* What is being asked *
Write the next part of the passage on RCD tripping and the RCD test button.

* Excerpt *
>>>>>
Only advise is to unplug everything and use one item at a time until the fine the appliance (If any) which causes the R.C.D to trip :D sorry i cant help more. R.C.Ds are super safe but also a super hassle Lol
 
securespark said:
So would it be possible to perform tests that would normally trip the RCD and find that they don't?

In a word Yes

It can be set up that the test button has to be held in to keep the RCD ON and when the test button is released the RCD will trip to OFF.

How to do it ?

The test button connects a resistor from LIVE after the sensor to NEUTRAL before the sensor meaning current in the resistor passes through the sensor on the LIVE but does not return through the sensor on the neutral.

A resistor external to the RCD between NEUTRAL after the RCD and LIVE before the RCD will create a fault current to trip the RCD. If that resistor is about the same value as the one inside the RCD then pressing the test button creates a second fault current through the sensor but in the opposite "polarity" to the fault currrent from the external resistor. No un-balance in the sensor so no trip while the test button is held.
<<<<<
* Stored records *
>>>>>
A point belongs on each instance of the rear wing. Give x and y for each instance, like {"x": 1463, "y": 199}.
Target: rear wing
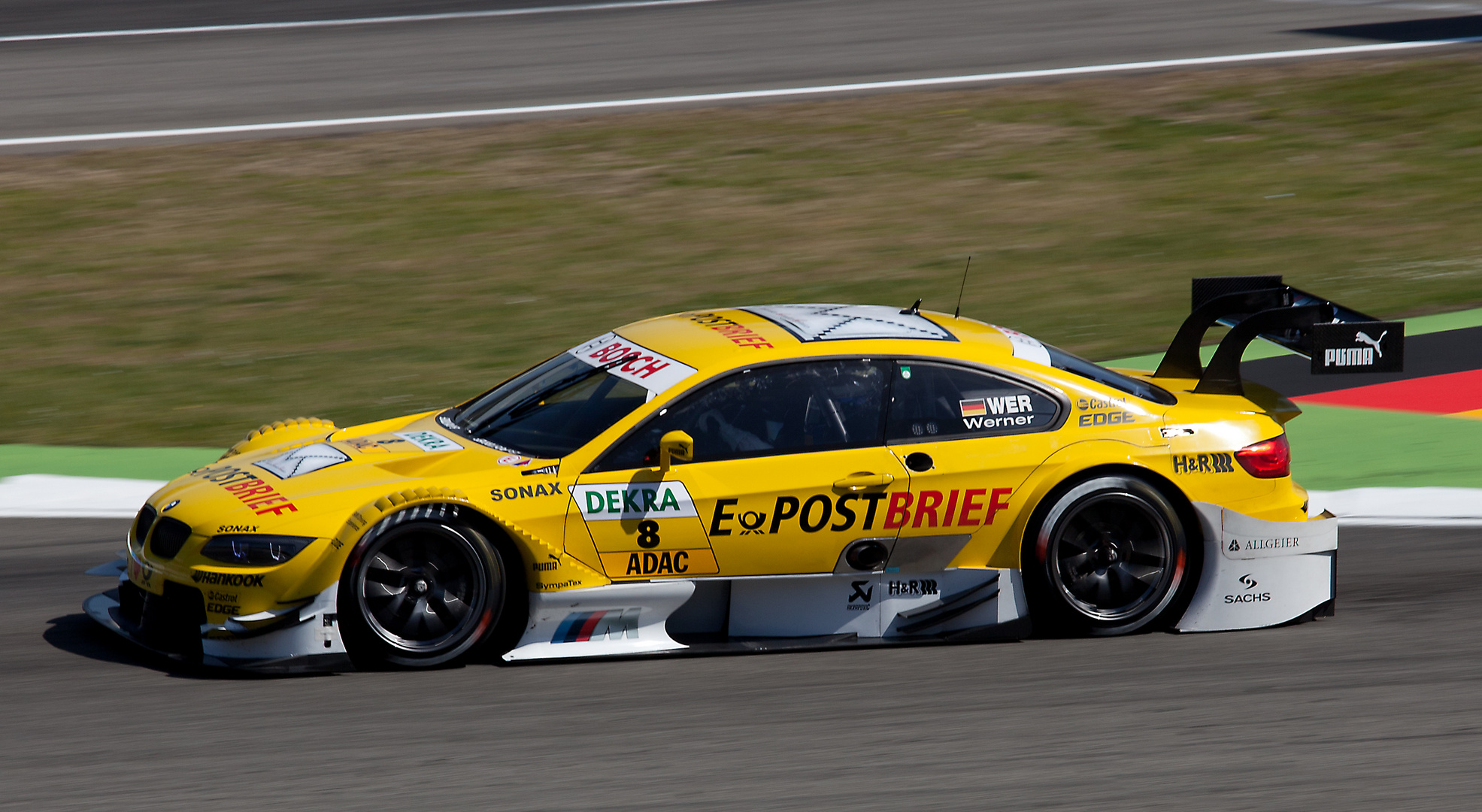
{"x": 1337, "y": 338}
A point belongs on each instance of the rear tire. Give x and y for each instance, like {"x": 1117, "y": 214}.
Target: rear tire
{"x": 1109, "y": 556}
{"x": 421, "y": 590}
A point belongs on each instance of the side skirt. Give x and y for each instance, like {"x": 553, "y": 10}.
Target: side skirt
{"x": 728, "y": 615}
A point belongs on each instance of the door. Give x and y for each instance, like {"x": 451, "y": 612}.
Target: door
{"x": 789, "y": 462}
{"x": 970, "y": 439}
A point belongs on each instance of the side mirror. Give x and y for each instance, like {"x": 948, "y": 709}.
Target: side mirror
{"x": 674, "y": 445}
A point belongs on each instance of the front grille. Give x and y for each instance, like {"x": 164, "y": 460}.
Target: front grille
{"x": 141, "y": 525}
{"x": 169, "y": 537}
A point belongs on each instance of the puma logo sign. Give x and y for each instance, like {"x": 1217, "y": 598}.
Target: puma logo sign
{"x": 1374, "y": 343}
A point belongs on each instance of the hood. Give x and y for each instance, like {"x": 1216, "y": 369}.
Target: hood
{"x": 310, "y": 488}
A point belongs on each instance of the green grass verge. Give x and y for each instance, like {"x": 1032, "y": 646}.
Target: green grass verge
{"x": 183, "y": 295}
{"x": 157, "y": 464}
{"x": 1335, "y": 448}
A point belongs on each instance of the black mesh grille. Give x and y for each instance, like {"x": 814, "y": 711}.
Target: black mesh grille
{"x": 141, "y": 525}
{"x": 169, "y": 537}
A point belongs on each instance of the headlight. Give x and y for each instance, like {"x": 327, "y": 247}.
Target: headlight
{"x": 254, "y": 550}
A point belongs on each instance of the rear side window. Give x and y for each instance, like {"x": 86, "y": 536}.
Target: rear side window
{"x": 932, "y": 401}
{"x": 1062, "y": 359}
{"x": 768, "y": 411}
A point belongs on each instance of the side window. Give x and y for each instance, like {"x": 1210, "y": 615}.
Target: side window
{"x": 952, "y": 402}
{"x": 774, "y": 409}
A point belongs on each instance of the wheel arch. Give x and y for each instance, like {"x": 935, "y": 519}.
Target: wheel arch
<<<<<
* Result for this task *
Some recent RCDs may have a means to prevent the RCD being reset while the test button is held down so this won't work on them.
 
Yes, this RCD will not reset when the T button is depressed (what about when it is happy?)

The RCD has been changed. The only fault found on the old one was the test button would not operate the device.

I cannot understand why the RCD trips intermittently when in circuit, tests fine in isolation, yet does not respond to RCD tests conducted from several circuits, even though their loop readings are healthy.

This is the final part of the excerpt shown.